### TO BE DONE
Put every line of the listing below into a Markdown table with the columns Row and Line. Number the rows in order and leave out any blank lines.

### DATA PROVIDED
····················
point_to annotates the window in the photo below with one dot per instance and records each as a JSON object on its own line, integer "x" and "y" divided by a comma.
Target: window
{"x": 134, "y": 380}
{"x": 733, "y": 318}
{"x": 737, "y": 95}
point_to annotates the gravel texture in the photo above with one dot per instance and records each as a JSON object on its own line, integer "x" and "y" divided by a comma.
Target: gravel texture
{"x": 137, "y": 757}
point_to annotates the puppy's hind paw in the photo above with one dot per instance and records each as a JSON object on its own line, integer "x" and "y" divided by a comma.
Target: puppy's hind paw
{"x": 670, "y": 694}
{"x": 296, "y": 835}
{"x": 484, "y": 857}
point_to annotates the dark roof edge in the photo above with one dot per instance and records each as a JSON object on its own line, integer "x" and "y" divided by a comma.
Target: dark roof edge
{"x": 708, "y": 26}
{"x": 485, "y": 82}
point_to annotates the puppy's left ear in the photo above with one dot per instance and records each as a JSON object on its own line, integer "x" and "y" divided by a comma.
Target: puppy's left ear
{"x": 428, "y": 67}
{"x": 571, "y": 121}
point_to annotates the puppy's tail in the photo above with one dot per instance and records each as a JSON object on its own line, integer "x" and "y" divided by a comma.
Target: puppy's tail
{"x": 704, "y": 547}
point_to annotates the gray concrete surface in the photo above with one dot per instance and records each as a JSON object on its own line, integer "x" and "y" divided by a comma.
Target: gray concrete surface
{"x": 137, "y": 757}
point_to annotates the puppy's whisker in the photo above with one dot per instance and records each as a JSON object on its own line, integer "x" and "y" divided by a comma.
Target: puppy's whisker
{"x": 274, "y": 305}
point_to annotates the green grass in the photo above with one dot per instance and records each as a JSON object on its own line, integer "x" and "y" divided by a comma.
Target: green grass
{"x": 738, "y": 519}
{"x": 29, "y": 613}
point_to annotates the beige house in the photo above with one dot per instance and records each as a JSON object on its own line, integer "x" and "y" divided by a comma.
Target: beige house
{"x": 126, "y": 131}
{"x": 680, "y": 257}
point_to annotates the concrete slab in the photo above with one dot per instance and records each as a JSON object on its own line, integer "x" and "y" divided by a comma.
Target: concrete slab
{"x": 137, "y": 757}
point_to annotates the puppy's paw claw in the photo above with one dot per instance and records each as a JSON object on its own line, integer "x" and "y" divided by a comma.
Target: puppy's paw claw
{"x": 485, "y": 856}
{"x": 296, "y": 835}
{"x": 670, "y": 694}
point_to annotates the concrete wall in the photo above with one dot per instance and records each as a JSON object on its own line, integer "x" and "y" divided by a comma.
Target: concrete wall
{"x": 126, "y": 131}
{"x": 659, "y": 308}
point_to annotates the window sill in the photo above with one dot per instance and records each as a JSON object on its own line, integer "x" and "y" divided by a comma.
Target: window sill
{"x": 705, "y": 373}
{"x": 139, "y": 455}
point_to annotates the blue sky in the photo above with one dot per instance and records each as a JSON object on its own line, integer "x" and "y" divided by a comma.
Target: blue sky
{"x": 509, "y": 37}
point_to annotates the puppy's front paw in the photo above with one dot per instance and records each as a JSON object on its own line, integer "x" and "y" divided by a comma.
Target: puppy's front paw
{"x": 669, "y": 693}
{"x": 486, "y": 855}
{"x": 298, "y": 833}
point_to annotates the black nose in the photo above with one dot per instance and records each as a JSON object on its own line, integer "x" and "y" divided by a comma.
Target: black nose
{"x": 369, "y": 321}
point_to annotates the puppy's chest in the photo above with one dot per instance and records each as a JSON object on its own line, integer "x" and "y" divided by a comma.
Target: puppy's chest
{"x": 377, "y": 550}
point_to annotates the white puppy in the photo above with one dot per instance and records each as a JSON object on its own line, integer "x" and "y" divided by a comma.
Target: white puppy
····················
### EXERCISE RESPONSE
| Row | Line |
|---|---|
| 1 | point_to annotates the window in the photo below with one dot per instance and records each as a JSON object on its own line, integer "x" and "y" divided by a comma. |
| 2 | Target: window |
| 3 | {"x": 134, "y": 380} |
| 4 | {"x": 733, "y": 318} |
| 5 | {"x": 737, "y": 95} |
| 6 | point_to annotates the gravel texture in the photo above with one dot per instance and records each as a JSON object on its own line, integer "x" and "y" divided by a comma. |
| 7 | Target: gravel texture |
| 8 | {"x": 137, "y": 757} |
| 9 | point_to annotates the puppy's hind paw in the photo above with one dot per instance and records each as a JSON object on its own line, integer "x" and "y" divided by a comma. |
| 10 | Target: puppy's hind paw |
| 11 | {"x": 670, "y": 694} |
| 12 | {"x": 296, "y": 835} |
| 13 | {"x": 484, "y": 857} |
| 14 | point_to annotates the dark roof edge in the photo above with one dot per instance and records each as a JSON object on its own line, integer "x" and "y" divided by a comma. |
| 15 | Target: dark roof edge |
| 16 | {"x": 708, "y": 26} |
| 17 | {"x": 485, "y": 82} |
| 18 | point_to annotates the puppy's left ear in the photo above with one dot per instance and records each as a JSON object on its own line, integer "x" and "y" divided by a comma. |
| 19 | Target: puppy's left ear |
| 20 | {"x": 428, "y": 67} |
| 21 | {"x": 571, "y": 121} |
| 22 | point_to annotates the puppy's tail in the photo above with one dot per instance and records each as a JSON object on its own line, integer "x" and "y" divided by a comma. |
| 23 | Target: puppy's tail |
| 24 | {"x": 704, "y": 547} |
| 25 | point_to annotates the gray concrete surface in the photo above with one dot per instance and records each as a JSON object on its own line, integer "x" and "y" divided by a comma. |
| 26 | Target: gray concrete surface |
| 27 | {"x": 137, "y": 757} |
| 28 | point_to annotates the puppy's whisker in the photo above with one dot per instance and records each as a JSON object on its own line, integer "x" and "y" divided by a comma. |
| 29 | Target: puppy's whisker |
| 30 | {"x": 274, "y": 305} |
| 31 | point_to annotates the green grass in the photo above with one dot per instance and records each as a JSON object on its own line, integer "x" and "y" divided by a comma. |
| 32 | Target: green grass |
| 33 | {"x": 738, "y": 519} |
| 34 | {"x": 29, "y": 613} |
| 35 | point_to annotates the beige house in the photo above with one dot per instance and records each as a JSON object on its own line, integer "x" and "y" divided by a comma. |
| 36 | Target: beige house |
| 37 | {"x": 126, "y": 131} |
| 38 | {"x": 680, "y": 257} |
| 39 | point_to annotates the concrete slab in the photo above with one dot per instance and records each as a JSON object on its own line, integer "x" and "y" divided by a comma. |
| 40 | Target: concrete slab |
| 41 | {"x": 137, "y": 757} |
| 42 | point_to annotates the puppy's paw claw in the photo above with one dot per instance and records each as a JSON object on its own line, integer "x" and "y" divided by a comma. |
| 43 | Target: puppy's paw claw |
| 44 | {"x": 485, "y": 856} |
| 45 | {"x": 296, "y": 835} |
| 46 | {"x": 670, "y": 694} |
| 47 | point_to annotates the concrete wall in the photo above with one dot per instance and records each as a JSON object on its own line, integer "x" and "y" divided by a comma. |
| 48 | Target: concrete wall |
| 49 | {"x": 126, "y": 131} |
| 50 | {"x": 659, "y": 308} |
| 51 | point_to annotates the window sill in the photo above with one dot per instance and records each as a JSON object on its own line, integer "x" and "y" divided by a comma. |
| 52 | Target: window sill |
| 53 | {"x": 705, "y": 373} |
| 54 | {"x": 139, "y": 455} |
| 55 | point_to annotates the blue sky in the photo above with one dot per instance and records each as a JSON object on its own line, integer "x" and "y" divided by a comma. |
| 56 | Target: blue sky |
| 57 | {"x": 509, "y": 37} |
| 58 | point_to annotates the puppy's front paw in the photo above with one dot per instance and records each as a JSON object on its own line, integer "x" and "y" divided by a comma. |
| 59 | Target: puppy's front paw |
| 60 | {"x": 669, "y": 693} |
| 61 | {"x": 486, "y": 855} |
| 62 | {"x": 298, "y": 833} |
| 63 | point_to annotates the black nose in the photo above with one dot per instance and records each as a JSON object on its own line, integer "x" and "y" divided by a comma. |
| 64 | Target: black nose |
| 65 | {"x": 369, "y": 321} |
| 66 | point_to annotates the puppy's chest in the photo above with one dot per instance and records each as a JSON object on its own line, integer "x" and "y" divided by a comma. |
| 67 | Target: puppy's chest |
| 68 | {"x": 377, "y": 550} |
| 69 | point_to annotates the white puppy in the photo above with one dot per instance and records each as a JSON object on its own line, integer "x" and "y" divided by a comma. |
| 70 | Target: white puppy |